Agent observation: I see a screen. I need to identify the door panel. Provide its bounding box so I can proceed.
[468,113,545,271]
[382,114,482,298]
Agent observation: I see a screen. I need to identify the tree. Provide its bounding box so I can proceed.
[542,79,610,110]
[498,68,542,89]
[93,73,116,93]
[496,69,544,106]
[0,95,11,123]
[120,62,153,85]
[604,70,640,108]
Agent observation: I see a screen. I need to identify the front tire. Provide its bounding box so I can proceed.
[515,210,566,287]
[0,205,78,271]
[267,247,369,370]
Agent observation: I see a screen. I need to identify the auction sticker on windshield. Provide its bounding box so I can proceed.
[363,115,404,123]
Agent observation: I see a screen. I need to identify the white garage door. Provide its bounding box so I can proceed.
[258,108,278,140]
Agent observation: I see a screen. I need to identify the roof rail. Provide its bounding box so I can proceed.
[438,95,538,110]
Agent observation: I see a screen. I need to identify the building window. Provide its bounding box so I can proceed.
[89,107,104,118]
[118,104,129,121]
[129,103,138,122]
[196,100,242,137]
* * *
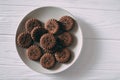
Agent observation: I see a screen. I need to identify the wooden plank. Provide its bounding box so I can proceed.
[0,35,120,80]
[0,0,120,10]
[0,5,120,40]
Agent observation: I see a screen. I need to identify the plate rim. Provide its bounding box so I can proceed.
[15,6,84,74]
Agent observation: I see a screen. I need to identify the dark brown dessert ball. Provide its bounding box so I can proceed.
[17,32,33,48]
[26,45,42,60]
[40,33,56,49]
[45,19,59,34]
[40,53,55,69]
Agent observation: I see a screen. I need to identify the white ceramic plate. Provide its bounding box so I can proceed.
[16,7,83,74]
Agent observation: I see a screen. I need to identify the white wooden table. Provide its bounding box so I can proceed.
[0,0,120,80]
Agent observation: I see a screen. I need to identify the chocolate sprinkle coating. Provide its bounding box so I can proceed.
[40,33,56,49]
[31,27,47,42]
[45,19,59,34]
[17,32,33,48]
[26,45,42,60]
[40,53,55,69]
* * *
* **Task to complete**
Switch "screen" to "display" in the records, starting at the line that contains "identify the door" and ending at the line that contains "[438,95,538,110]". Write out only those lines, with nothing else changed.

* **Task response**
Agent observation: I see a display. I need to identify the door panel. Provide its bounding box so I can proceed.
[468,113,545,271]
[382,114,482,298]
Agent observation: I see a display. I need to identify the tree. Provide its bounding box so I can proceed.
[542,79,610,110]
[498,68,542,89]
[93,73,116,93]
[496,69,544,106]
[0,95,11,123]
[120,62,153,85]
[604,70,640,108]
Agent observation: I see a display. I need to identify the front tire. Provide its bounding box so I can proceed.
[515,210,566,287]
[0,205,78,271]
[267,247,369,370]
Agent observation: I see a display. I need to identify the auction sticker on windshield. Provide its bounding box so I can proceed.
[363,115,404,123]
Agent observation: I see a display. I need to identify the white garage door. Provide its bounding box so I can proceed.
[258,108,278,140]
Agent observation: I see a display. I need to identify the roof rail. Provide its bounding box so I can proceed.
[438,95,538,110]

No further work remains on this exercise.